── TEXTE FOURNI

Loin d’une concession politique de façade, cette seconde partie du titre était probablement, pour Lilly, le mot le plus important de tout le livre. C’est pourquoi il vient en premier. C’est une référence directe à Tertullien. Tertullien est amusant. Si vous avez lu Lilly et le trouvez acariâtre, essayez donc de lire Tertullien. C’est le Liam Gallagher des Pères de l’Eglise.

 

Dans son traité De l’idolâtrie, Tertullien tourne à un moment son attention sur l’astrologie. L’astrologie serait idolâtre car elle implique d’investir les planètes de pouvoirs. On peut penser que l’on ne le fait plus aujourd’hui, mais c’est complètement faux. Tous ceux qui ont déjà dit « Saturne transite mon Ascendant donc ce n’est pas une période facile pour moi » ou « Je ne peux pas faire ça aujourd’hui car Mercure est rétrograde », investissent les planètes de pouvoirs. Mes collègues sont dehors dans la cour et préparent un grand feu. Ceux d’entre vous qui sont coupables de telles paroles, veuillez former un rang et quand cette conférence sera terminée, ils seront brûlés sur le bûcher.

────

CONSIGNE ÉCRITE
Répondez à ces questions sur le texte consacré à Tertullien et à l'astrologie :
1. À qui Tertullien est-il comparé parmi les Pères de l'Église ?
2. Dans quel traité Tertullien s'intéresse-t-il à l'astrologie ?
3. D'après ce traité, pourquoi l'astrologie serait-elle idolâtre ?
La liste qui suit n'est pas nécessaire pour répondre.

── INFORMATIONS FOURNIES

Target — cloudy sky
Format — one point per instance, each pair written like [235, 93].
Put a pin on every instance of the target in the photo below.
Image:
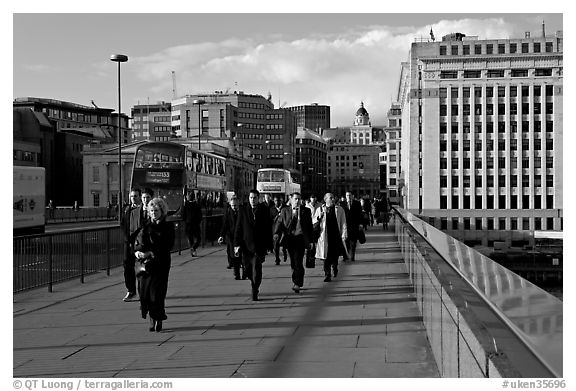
[335, 59]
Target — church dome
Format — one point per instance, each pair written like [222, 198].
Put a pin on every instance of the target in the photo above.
[361, 111]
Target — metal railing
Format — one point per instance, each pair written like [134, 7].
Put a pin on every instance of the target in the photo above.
[70, 215]
[46, 259]
[507, 324]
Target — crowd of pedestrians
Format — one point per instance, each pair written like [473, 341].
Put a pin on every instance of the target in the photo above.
[304, 231]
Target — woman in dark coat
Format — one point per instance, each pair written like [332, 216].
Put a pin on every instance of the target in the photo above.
[153, 246]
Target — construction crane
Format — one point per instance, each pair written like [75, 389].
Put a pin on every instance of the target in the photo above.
[174, 85]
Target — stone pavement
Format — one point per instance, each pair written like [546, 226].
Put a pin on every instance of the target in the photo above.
[365, 323]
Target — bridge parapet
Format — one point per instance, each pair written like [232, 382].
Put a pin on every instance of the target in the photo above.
[482, 320]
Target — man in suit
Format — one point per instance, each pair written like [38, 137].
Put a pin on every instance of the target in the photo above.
[192, 216]
[274, 213]
[354, 223]
[253, 235]
[227, 235]
[295, 225]
[133, 218]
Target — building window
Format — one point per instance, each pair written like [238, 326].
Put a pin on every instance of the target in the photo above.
[519, 73]
[448, 74]
[495, 73]
[472, 75]
[543, 72]
[95, 174]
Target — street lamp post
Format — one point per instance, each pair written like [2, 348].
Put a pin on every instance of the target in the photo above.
[119, 58]
[199, 102]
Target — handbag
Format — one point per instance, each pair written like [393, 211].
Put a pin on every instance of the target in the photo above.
[361, 237]
[310, 262]
[140, 268]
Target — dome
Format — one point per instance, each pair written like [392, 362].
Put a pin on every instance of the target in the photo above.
[361, 111]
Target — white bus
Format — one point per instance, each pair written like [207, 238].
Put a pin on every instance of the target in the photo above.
[276, 181]
[28, 195]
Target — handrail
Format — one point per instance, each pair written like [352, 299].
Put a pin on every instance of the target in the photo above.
[521, 305]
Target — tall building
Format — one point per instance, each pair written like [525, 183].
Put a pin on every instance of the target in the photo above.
[152, 122]
[250, 120]
[390, 157]
[311, 156]
[353, 158]
[313, 117]
[53, 132]
[482, 126]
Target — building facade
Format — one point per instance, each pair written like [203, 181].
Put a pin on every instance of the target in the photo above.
[250, 120]
[314, 117]
[482, 126]
[55, 132]
[311, 156]
[152, 122]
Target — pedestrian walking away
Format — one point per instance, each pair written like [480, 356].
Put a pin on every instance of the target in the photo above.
[330, 219]
[192, 216]
[133, 219]
[295, 230]
[313, 205]
[274, 213]
[227, 236]
[152, 248]
[354, 223]
[253, 238]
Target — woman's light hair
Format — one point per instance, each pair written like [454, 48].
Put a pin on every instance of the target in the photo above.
[159, 202]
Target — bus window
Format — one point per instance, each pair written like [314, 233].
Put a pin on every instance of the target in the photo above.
[277, 176]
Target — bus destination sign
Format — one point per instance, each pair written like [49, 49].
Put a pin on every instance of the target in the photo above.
[157, 177]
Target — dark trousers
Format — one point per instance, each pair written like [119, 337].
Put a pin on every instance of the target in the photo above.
[129, 274]
[193, 234]
[253, 264]
[277, 250]
[296, 249]
[351, 245]
[235, 262]
[330, 263]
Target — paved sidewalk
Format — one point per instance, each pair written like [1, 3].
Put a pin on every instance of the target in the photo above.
[365, 323]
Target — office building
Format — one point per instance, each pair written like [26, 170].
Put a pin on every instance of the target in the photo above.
[314, 117]
[482, 126]
[152, 122]
[250, 120]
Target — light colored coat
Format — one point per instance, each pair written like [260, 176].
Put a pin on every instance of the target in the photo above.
[320, 216]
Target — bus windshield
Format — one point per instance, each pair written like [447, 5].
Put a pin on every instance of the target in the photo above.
[159, 156]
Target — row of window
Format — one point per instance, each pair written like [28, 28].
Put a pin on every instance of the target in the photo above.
[490, 223]
[466, 181]
[495, 73]
[80, 117]
[501, 202]
[537, 145]
[501, 127]
[498, 48]
[536, 163]
[500, 91]
[513, 109]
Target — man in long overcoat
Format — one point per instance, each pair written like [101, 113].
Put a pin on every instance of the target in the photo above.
[295, 227]
[331, 220]
[253, 236]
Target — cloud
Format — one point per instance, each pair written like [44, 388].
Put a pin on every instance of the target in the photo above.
[39, 68]
[339, 70]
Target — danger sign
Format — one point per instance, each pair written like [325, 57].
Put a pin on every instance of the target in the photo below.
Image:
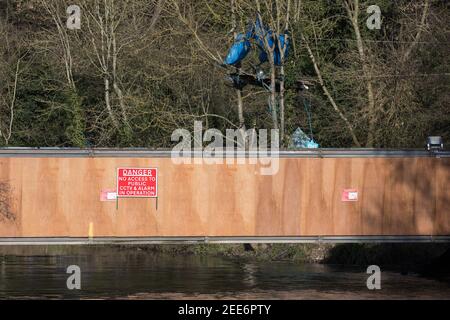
[137, 182]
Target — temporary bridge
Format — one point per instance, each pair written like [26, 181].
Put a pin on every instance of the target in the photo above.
[69, 196]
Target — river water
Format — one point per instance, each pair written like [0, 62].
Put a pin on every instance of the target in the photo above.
[143, 275]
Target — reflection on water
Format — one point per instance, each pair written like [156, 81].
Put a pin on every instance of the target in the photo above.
[142, 275]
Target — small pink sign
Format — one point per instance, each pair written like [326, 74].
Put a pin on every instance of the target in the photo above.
[108, 195]
[349, 195]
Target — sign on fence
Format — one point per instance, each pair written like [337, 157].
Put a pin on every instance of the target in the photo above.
[137, 182]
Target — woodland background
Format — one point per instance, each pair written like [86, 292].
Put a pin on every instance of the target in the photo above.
[139, 69]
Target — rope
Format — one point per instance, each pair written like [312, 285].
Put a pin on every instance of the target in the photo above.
[307, 104]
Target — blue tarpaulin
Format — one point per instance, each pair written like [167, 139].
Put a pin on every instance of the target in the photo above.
[241, 46]
[238, 50]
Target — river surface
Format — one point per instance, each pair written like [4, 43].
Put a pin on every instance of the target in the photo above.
[144, 275]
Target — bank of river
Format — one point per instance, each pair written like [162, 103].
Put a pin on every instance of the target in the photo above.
[173, 273]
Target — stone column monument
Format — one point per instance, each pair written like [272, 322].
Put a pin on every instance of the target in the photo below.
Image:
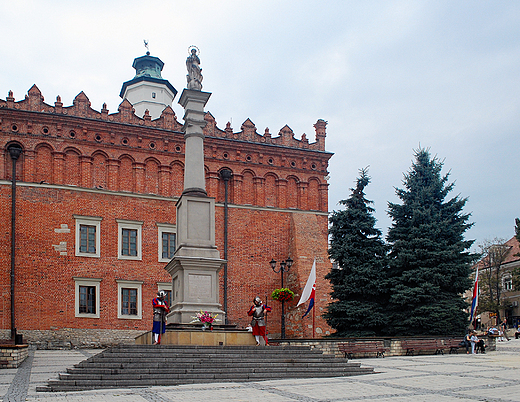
[196, 263]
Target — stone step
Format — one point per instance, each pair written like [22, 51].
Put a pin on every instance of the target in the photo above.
[204, 373]
[192, 378]
[174, 368]
[146, 365]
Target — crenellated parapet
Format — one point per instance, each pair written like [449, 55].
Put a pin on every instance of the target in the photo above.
[81, 107]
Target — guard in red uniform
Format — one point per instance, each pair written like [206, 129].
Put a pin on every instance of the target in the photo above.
[257, 312]
[160, 309]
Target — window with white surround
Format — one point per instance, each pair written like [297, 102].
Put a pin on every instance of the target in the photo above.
[129, 239]
[88, 236]
[87, 297]
[508, 283]
[167, 241]
[129, 300]
[167, 287]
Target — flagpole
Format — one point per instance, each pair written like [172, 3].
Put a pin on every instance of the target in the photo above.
[313, 318]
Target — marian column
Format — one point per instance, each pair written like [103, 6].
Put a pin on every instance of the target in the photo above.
[196, 263]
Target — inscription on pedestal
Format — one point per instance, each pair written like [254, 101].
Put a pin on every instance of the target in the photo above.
[199, 286]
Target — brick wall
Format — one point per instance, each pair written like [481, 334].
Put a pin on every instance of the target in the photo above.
[77, 161]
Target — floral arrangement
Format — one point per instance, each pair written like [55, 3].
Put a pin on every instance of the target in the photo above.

────

RÉPONSE ÉCRITE
1. À Liam Gallagher.
2. Dans son traité De l'idolâtrie.
3. Parce qu'elle implique d'investir les planètes de pouvoirs.